§ **Written task 1**: In the press release, how many new mixed-media works make up the installation?

§ **Text**:
● ● ● ● ●

Mourn the Absent Object - Behold the Absent Object

PRESS RELEASE 23/04/2016

Project 78 presents Mourn the absent object—Behold the absent object, the first UK solo show of St Leonards-based artist Colin Heminway.

 

This installation is comprised of six new mixed-media works envisioned as 2D objects latent with 3D potential. Heminway’s multi-media practice explores and challenges the relationship between object and image, his focus shifting between the imagined article, its manufacture or transmission, reproduction, and eventual dissolution.

 

Intrigued by the ancient theory of ‘intromission to the eye’—the belief that an image is formed of a material part of the object—Heminway is also motivated by his passion for the real or tangible and by a growing unease in our world of pixelated and virtual pleasures.

 

This juxtaposition of intellectual curiosity and unease eventually fixed upon Heminway’s relationship with the object of the bicycle: an icon of 20th century design that has inspired artists from the Futurist Umberto Boccioni to the Japanese creators of Dekochari or art bikes. For Heminway the bicycle was the object that in childhood first liberated him from adult control, allowing him to explore distance, time, and space alone and on his own terms.  Due to recent illness, however, Heminway is no longer able to ride a bike. As a result his artistic investigation of this object-for-movement is infused with a sense of loss and nostalgia that at times verges on fetishization. 

 

In response to his exploration of the bicycle Heminway developed a technique that made tangible the dialogue between object and image. This process, combining elements of drawing and stencil making with screen print and 3D sculpture, plays out as an exchange between the screen mesh (object) and ink (image): between plaster, paint, paper, resin and frame. Allowed to set solid, all the elements are fused together, finally becoming one entity.  The result can be regarded as a single sculptural image; the image being evidence of the object—the bicycle—which is paradoxically both embodied within and missing from the work of art.

● ● ● ● ●

§ **Records for this task**:
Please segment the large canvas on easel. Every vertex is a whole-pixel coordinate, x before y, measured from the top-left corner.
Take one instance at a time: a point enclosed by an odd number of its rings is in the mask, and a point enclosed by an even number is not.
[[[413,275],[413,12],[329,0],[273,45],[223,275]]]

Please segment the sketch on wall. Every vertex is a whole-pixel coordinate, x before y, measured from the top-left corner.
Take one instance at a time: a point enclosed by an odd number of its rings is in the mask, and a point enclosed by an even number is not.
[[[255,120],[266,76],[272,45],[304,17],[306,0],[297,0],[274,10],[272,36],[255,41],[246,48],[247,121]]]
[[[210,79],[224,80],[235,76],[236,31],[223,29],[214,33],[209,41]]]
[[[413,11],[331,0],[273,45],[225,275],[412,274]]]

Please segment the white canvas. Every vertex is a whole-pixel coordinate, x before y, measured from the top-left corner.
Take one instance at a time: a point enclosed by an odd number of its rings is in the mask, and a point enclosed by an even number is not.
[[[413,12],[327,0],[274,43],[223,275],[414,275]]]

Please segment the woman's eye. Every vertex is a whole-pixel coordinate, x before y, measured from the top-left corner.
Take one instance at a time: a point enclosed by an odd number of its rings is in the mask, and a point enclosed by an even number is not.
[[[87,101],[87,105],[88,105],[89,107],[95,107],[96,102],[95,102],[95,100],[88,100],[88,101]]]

● ● ● ● ●

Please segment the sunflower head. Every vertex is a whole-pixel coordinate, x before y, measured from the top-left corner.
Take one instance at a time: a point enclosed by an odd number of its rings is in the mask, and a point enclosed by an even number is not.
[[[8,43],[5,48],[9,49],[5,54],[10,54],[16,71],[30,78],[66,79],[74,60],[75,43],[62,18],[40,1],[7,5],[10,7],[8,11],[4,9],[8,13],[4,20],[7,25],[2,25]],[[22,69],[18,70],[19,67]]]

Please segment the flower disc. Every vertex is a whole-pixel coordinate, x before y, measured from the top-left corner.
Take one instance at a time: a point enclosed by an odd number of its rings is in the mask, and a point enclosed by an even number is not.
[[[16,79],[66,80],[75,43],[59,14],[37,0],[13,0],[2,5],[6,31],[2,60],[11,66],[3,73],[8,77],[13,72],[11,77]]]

● ● ● ● ●

§ **Written task 2**: How many lines of the records contain the word "Every"? Reply with the number only.

§ **Complete output 1**: Six

§ **Complete output 2**: 6